Street gang tattoos, are worn by the gang members for several reasons:

  • To identify themselves to others as a member of a particular gang
  • Frequently worn to intimidate others

These gang tattoos may include one or more symbols that the gang has adopted as something unique and are used to identify the gang and it’s members. Other gang tattoos might be a tear drop worn under an eye, spider webs to indicate prison time, or a popular phrase such as "Thug Life."

Examples of gang tattoos

Gang Colors

Gang members, along with types of clothing and tattoos, have traditionally worn colors as a means of identifying themselves and the gang with which they are affiliated. 

The two most widely known gang colors are red, worn by the Bloods, and blue, worn by the Crips. The Sureños (Sur 13, Sur) and the Norteños (Norte 14, Norte) are not gangs. They are Hispanic gangs in Northern and Southern gangs California who united as Northerners and Southerners.


Graffiti, is often the first indication that street gangs are active in your military unit or military community. Graffiti is the newspaper, the billboard, the Internet of the world of street gangs and serves to mark the gang's power and status.
○ ○ ○ ○ ○ ○ ○
What needs to be done:
Reproduce the gang-identification text word for word, starting at the words "The two most" and stopping after "Northerners and Southerners.". Rely only on the gang-identification text.

Information shown:
○ ○ ○ ○ ○ ○ ○
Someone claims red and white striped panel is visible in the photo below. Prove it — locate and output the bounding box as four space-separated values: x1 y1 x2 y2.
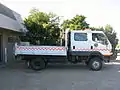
○ ○ ○ ○ ○ ○ ○
Answer to this task:
The two most widely known gang colors are red, worn by the Bloods, and blue, worn by the Crips. The Sureños (Sur 13, Sur) and the Norteños (Norte 14, Norte) are not gangs. They are Hispanic gangs in Northern and Southern gangs California who united as Northerners and Southerners.